··· Brano
Tutte le parti della pianta escluso il fiore contengono un lattice bianco (tarassicina) da cui deriva un sapore tipicamente amaro. Le foglie e soprattutto le radici hanno proprietà antiscorbutiche, aperitive, digestive, diuretiche nonché lassative. Le radici carnose si scavano in autunno e a fine inverno.

Il tarassaco è legato al mito di Teseo e del Minotauro. Siamo a Cnosso, sull’isola di Creta, nel periodo del regno di Minosse, antico sovrano i cui natali affondano nella leggenda. Proviamo a fare un piccolo riassunto: Minosse, figlio di Zeus ed Europa, sposa Pasifae, che in seguito ad un’offesa fatta ad Afrodite viene maledetta e indotta ad innamorarsi di un toro. Nasce così un figlio mostruoso, metà uomo e metà toro, il Minotauro. Minosse lo imprigiona in un labirinto fatto costruire dall’architetto Dedalo e, per sfamarlo, impone alle città sotto la sua dominazione un tributo annuale di sette fanciulle e sette giovani. Un anno, però, tra loro viene condotto il principe di Atene, Teseo, che non vuole arrendersi al tragico destino. Teseo seduce la figlia di Minosse, Arianna, e le promette di condurla in Grecia. Arianna gli dona così un lungo filo, per segnare la via per uscire dal labirinto. Leggenda vuole che Teseo mangiò per trenta giorni soltanto fiori di tarassaco, tanto da diventare così forte da riuscire ad affrontare e sconfiggere il Minotauro: il giovane riuscì infatti ad ucciderlo e a scappare dal labirinto.

Il Tarassaco nella letteratura italiana

Ma per salvarle dalla fame mi dovetti decidere anche se le condizioni non erano quelle ideali, e una mattina con celerità e decisione posai dentro ogni arnia due favi di miele che l’anno scorso (anno di grande abbondanza!) avevo preservato dalla centrifuga. Prima di introdurli tra il diaframma e la parete a levante li avevo disopercolati; ossia con una forchetta rotto gli opercoli di cera che coprono le cellette dove è riposto il miele, e quindi spruzzati di acqua tiepida con l’arnese che mia moglie usa per inumidire la biancheria prima di stirarla.
Finita l’operazione fui un po’ tranquillo: per un paio di settimane avevano da vivere anche se continuava il maltempo. Ma troppo continuò, e ancora dovetti alimentarle con sciroppo e miele.
······
··· Estratti dei dati
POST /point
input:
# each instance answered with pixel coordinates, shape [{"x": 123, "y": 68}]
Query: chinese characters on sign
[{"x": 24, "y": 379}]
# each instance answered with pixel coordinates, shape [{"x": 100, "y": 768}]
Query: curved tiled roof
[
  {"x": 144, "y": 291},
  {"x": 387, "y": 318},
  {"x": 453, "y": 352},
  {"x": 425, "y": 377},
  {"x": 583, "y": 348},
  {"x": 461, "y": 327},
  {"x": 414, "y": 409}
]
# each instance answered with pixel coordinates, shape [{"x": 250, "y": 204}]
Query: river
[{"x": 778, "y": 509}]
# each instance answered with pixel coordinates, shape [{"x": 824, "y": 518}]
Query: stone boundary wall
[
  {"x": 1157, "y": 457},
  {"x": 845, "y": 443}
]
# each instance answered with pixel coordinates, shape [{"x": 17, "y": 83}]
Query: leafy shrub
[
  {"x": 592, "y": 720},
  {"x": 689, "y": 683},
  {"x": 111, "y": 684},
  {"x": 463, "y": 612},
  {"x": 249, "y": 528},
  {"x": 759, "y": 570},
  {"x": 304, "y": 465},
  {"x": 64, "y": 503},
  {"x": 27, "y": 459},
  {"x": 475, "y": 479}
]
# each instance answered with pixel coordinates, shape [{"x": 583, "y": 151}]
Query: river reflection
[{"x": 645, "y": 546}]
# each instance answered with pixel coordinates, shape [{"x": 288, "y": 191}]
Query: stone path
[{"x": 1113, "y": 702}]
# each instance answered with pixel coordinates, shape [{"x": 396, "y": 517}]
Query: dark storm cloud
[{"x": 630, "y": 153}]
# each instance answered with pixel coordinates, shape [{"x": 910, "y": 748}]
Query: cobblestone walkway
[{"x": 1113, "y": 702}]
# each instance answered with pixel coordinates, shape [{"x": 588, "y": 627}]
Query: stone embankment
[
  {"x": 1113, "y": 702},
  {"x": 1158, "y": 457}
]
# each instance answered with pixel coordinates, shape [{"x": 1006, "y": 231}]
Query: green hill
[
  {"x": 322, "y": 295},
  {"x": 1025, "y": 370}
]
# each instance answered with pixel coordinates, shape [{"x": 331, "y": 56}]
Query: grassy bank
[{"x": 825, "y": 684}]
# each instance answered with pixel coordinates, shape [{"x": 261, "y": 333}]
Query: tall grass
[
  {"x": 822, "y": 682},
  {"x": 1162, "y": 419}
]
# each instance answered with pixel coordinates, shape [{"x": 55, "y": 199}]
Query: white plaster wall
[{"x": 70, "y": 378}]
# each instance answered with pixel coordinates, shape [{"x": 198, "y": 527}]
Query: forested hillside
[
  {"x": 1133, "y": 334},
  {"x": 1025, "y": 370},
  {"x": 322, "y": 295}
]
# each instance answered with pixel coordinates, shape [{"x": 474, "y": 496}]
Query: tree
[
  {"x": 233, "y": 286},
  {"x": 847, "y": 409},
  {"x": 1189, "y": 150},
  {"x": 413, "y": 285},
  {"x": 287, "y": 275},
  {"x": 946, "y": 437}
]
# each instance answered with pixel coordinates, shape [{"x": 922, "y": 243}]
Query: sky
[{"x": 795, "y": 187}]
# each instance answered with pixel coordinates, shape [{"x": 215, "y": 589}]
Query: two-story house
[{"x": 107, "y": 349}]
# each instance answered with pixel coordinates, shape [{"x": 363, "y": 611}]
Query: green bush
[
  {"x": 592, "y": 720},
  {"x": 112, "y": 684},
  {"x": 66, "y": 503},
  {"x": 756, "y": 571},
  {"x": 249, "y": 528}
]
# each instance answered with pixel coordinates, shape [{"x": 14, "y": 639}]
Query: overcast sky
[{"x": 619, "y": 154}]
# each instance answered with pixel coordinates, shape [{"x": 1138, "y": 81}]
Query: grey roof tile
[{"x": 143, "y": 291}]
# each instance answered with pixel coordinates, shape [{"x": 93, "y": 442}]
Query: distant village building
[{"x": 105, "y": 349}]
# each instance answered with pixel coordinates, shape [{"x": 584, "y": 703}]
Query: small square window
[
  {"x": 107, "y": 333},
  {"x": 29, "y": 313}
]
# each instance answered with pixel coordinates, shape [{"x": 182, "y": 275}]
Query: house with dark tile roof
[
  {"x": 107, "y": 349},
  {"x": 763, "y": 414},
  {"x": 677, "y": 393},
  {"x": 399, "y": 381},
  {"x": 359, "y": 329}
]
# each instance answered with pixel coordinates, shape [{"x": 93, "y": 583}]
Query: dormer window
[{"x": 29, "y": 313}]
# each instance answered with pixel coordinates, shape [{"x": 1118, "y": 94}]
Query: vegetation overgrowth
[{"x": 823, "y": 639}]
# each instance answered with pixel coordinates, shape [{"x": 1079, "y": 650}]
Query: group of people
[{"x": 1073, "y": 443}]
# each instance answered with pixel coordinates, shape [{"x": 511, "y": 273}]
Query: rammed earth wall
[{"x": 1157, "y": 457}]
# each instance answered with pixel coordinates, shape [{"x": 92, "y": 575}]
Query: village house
······
#### [Consegna 1]
Riscriva in forma di elenco puntato il paragrafo del brano che inizia con «Tutte le parti della pianta», conservandone i fatti principali.
#### [Consegna 2]
Restituisca senza modifiche la parte del brano che va da «Il Tarassaco nella» fino a «prima di stirarla.» compreso.

#### [Soluzione scritta 1]
- Tutte le parti della pianta, tranne il fiore, contengono un lattice bianco (tarassicina), che dà un sapore tipicamente amaro.
- Le foglie e soprattutto le radici hanno proprietà antiscorbutiche, aperitive, digestive, diuretiche e lassative.
- Le radici carnose si scavano in autunno e a fine inverno.

#### [Soluzione scritta 2]
Il Tarassaco nella letteratura italiana

Ma per salvarle dalla fame mi dovetti decidere anche se le condizioni non erano quelle ideali, e una mattina con celerità e decisione posai dentro ogni arnia due favi di miele che l’anno scorso (anno di grande abbondanza!) avevo preservato dalla centrifuga. Prima di introdurli tra il diaframma e la parete a levante li avevo disopercolati; ossia con una forchetta rotto gli opercoli di cera che coprono le cellette dove è riposto il miele, e quindi spruzzati di acqua tiepida con l’arnese che mia moglie usa per inumidire la biancheria prima di stirarla.